Written request —
Update everything from the line containing "mask of: window" down to the line containing "[[[146,134],[152,134],[153,133],[153,124],[152,123],[146,124]]]" by changing "even-odd fill" to "nonzero fill" and leaving the rest untouched. Return only those lines.

Supplied entries —
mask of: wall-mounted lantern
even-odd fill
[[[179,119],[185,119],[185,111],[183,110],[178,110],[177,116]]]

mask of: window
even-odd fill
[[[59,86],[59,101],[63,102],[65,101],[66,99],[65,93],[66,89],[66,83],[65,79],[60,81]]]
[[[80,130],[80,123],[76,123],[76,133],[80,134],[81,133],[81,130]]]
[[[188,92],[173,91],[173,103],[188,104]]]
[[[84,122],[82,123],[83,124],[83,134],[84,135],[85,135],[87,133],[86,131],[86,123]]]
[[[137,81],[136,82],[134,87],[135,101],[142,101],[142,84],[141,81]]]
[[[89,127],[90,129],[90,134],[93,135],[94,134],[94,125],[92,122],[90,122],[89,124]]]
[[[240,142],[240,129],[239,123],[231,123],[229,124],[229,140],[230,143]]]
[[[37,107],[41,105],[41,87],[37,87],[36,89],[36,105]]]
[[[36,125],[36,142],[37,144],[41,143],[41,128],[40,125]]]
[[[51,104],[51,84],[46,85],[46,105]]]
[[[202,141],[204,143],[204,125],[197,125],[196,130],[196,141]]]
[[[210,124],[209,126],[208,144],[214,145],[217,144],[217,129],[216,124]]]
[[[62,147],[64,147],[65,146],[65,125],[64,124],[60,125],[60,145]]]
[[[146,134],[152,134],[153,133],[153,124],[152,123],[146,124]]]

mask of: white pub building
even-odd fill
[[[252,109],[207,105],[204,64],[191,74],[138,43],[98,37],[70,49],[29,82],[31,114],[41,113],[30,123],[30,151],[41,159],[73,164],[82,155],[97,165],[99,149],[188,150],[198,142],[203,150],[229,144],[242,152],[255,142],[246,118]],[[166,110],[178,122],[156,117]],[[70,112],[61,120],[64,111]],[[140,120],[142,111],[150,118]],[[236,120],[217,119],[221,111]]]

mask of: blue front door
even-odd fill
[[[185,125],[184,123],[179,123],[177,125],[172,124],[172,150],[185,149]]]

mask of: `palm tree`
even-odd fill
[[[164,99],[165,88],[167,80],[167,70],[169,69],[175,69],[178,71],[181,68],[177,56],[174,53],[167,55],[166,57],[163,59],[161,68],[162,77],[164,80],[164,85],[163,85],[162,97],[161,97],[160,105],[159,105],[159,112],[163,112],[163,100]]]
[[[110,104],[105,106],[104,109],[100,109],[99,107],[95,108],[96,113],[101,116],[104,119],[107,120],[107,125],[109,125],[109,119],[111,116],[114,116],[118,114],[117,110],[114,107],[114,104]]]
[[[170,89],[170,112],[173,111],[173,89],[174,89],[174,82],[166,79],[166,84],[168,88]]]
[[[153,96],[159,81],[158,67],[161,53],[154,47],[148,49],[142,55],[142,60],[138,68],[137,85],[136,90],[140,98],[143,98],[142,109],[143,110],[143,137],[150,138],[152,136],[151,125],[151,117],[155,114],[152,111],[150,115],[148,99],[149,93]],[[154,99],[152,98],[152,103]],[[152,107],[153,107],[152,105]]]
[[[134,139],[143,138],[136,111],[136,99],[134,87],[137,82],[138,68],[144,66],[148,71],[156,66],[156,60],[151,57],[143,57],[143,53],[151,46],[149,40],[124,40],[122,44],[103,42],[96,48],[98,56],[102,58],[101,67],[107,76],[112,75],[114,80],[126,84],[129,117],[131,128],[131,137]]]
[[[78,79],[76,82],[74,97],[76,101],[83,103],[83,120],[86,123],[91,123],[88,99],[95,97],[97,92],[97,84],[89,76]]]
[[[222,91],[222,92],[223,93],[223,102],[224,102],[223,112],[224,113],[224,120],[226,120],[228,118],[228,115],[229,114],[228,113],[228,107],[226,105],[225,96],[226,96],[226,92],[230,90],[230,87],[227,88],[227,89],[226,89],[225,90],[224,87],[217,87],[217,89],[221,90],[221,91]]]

Reply to the task —
mask of: window
nonzero fill
[[[59,86],[59,101],[63,102],[65,101],[66,99],[65,93],[66,89],[66,83],[65,79],[60,81]]]
[[[80,130],[80,123],[76,123],[76,133],[80,134],[81,133],[81,130]]]
[[[188,92],[173,91],[173,103],[188,104]]]
[[[84,122],[82,123],[83,124],[83,134],[84,135],[85,135],[87,133],[86,131],[86,123]]]
[[[137,81],[136,82],[134,87],[135,101],[142,101],[142,84],[141,81]]]
[[[89,127],[90,129],[90,134],[93,135],[94,134],[94,125],[92,122],[90,122],[89,124]]]
[[[240,142],[240,129],[239,123],[231,123],[229,124],[229,140],[230,143]]]
[[[37,107],[41,105],[41,87],[37,87],[36,89],[36,105]]]
[[[36,125],[36,142],[37,144],[41,143],[41,128],[40,125]]]
[[[51,104],[51,84],[46,85],[46,105]]]
[[[202,141],[204,143],[204,125],[197,125],[196,130],[196,141]]]
[[[210,124],[209,126],[208,144],[214,145],[217,144],[217,129],[216,124]]]
[[[62,147],[64,147],[65,146],[65,125],[64,124],[60,125],[60,145]]]
[[[146,134],[152,134],[153,133],[153,124],[152,123],[146,124]]]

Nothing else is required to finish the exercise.